◆ **Records for the exercise**:
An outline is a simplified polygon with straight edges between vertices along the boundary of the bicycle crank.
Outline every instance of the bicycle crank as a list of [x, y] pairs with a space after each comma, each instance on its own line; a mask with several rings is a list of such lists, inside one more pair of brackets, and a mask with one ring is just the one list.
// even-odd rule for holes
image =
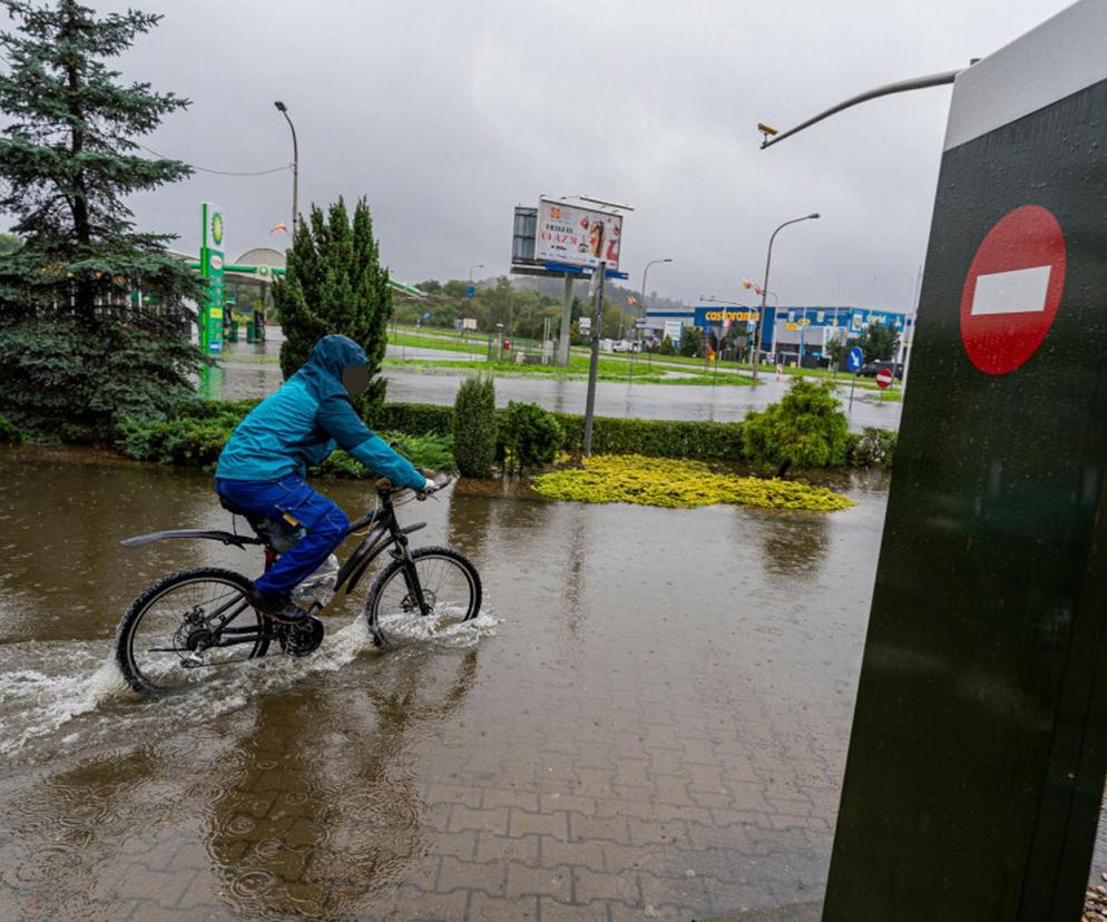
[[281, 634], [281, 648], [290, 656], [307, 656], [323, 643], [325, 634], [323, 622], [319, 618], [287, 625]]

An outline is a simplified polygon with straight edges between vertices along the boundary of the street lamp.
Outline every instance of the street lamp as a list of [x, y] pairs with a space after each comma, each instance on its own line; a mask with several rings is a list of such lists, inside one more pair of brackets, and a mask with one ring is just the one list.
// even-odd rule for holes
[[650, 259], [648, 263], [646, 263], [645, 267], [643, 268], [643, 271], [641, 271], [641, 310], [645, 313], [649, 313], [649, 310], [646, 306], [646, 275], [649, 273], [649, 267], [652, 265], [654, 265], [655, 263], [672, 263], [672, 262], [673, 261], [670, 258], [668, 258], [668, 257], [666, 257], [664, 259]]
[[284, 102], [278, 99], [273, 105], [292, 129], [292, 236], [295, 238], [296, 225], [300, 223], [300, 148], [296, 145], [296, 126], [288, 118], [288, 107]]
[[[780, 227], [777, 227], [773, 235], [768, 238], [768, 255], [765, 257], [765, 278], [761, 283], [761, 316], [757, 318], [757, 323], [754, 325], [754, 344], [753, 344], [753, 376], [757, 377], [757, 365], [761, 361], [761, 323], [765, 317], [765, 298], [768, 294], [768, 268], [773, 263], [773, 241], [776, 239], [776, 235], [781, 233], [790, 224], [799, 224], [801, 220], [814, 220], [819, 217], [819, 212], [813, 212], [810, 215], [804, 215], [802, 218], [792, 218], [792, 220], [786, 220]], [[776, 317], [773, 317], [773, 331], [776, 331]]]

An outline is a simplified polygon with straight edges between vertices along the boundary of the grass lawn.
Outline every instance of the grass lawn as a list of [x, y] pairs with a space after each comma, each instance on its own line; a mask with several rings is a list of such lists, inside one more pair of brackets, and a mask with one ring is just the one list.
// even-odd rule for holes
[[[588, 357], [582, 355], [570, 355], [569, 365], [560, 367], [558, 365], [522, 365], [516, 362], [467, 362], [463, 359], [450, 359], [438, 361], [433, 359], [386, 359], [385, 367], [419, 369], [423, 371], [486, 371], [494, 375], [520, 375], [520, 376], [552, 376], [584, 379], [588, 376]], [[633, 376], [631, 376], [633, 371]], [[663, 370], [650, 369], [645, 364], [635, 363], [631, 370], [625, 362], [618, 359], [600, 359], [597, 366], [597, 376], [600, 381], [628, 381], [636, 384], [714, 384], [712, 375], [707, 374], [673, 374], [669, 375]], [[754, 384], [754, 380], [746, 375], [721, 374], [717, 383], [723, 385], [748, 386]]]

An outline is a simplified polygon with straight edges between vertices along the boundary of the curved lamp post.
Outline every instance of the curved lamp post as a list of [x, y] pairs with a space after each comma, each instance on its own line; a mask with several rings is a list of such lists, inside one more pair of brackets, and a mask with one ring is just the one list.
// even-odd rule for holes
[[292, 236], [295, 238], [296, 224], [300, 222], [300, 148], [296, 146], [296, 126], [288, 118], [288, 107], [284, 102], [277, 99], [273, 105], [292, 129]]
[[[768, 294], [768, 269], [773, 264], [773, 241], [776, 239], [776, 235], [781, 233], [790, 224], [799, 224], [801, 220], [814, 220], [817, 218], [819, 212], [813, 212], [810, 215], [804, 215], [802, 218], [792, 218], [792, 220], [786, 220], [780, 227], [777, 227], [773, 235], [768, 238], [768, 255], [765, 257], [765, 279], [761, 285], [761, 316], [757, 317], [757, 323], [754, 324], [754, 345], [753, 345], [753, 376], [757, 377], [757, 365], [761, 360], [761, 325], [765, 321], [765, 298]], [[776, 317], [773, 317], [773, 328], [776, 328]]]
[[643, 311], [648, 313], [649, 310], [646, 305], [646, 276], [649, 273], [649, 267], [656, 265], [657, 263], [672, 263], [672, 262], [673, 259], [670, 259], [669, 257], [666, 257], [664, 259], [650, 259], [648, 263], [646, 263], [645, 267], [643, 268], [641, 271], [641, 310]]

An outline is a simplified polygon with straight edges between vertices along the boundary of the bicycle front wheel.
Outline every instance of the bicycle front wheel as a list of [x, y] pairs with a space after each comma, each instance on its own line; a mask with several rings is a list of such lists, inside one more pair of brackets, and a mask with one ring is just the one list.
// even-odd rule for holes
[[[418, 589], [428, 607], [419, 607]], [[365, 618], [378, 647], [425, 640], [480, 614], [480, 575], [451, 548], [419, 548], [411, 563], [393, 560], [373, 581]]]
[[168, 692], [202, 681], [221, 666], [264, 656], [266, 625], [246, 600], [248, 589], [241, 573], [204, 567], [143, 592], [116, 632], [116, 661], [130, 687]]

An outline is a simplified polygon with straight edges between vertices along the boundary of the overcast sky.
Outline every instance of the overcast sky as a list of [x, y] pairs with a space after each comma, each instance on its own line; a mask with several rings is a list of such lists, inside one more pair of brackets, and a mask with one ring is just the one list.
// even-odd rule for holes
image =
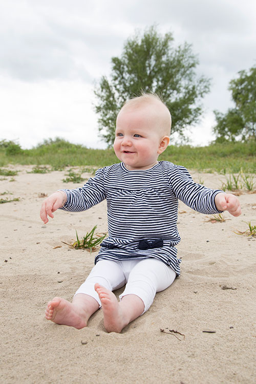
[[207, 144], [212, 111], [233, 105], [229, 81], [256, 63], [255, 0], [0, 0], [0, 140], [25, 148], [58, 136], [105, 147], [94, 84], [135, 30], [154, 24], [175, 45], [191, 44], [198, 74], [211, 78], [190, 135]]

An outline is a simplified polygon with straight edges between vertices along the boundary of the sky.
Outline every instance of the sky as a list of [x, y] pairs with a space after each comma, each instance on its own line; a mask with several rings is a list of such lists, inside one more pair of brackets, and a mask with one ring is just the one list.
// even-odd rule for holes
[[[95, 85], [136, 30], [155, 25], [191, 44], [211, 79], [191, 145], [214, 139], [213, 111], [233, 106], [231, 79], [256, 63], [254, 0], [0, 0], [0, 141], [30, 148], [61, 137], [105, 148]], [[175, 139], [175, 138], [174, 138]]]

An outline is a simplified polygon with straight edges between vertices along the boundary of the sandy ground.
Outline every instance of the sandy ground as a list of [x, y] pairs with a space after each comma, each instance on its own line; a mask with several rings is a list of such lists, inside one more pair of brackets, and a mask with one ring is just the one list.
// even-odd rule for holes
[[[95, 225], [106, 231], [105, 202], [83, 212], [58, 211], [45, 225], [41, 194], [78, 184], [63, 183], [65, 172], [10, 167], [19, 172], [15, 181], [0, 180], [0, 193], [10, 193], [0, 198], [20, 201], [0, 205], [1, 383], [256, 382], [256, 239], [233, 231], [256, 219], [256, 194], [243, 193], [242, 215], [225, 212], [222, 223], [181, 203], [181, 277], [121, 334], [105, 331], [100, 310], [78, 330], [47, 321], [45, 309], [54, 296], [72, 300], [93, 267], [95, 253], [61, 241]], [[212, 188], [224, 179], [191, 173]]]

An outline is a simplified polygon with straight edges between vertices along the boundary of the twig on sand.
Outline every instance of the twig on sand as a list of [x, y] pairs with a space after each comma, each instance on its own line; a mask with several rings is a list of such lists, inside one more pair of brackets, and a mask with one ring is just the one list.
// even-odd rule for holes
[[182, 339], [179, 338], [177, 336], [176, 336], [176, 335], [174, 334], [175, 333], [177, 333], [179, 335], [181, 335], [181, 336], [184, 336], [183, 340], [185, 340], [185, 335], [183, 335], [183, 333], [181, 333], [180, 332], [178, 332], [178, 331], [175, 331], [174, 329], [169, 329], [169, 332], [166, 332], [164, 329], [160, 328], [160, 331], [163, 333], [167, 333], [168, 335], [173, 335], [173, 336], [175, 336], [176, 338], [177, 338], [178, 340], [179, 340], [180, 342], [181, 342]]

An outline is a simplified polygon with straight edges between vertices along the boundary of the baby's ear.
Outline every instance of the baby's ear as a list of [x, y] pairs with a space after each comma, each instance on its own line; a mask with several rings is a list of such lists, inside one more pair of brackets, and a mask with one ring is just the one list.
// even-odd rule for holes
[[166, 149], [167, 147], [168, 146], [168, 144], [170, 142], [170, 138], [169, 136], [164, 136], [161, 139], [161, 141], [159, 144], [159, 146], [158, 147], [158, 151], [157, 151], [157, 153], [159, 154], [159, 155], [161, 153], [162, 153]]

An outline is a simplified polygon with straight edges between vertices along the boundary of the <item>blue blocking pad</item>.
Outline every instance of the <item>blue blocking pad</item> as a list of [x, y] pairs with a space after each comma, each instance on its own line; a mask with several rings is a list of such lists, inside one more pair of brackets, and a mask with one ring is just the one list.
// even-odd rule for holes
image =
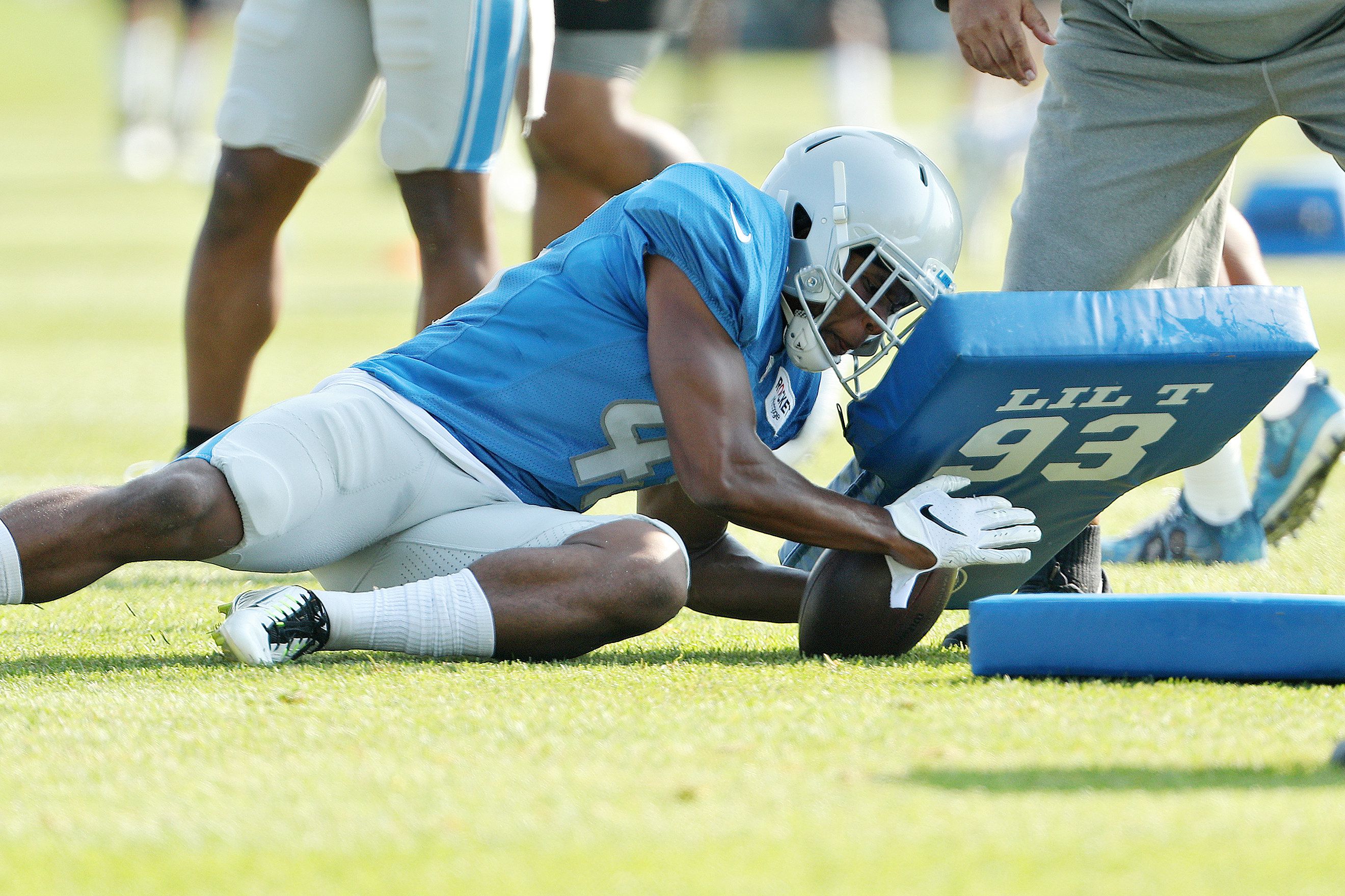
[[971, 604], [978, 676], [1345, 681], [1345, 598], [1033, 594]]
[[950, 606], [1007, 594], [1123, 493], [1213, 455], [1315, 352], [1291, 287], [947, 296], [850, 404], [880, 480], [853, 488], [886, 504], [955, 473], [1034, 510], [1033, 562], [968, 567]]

◆ **To do**: Copy the entries from the very beginning through the line that contains "618], [287, 625]]", substituting "pedal arm" for every "bicycle crank" and changing nothing else. Omit the pictures from your copy.

◆ **Result of the exercise**:
An outline is a simplified polygon with straight edges between vertices along the boundary of the pedal arm.
Outline every instance of the pedal arm as a list of [x, y] pairs with a space after each comma, each instance on its own line; a mask with several rings is a list of such lists, inside one more pair of brackets, and a mask with one ring is just the one list.
// even-odd rule for holes
image =
[[281, 634], [281, 648], [290, 656], [307, 656], [323, 643], [325, 634], [323, 622], [319, 618], [287, 625]]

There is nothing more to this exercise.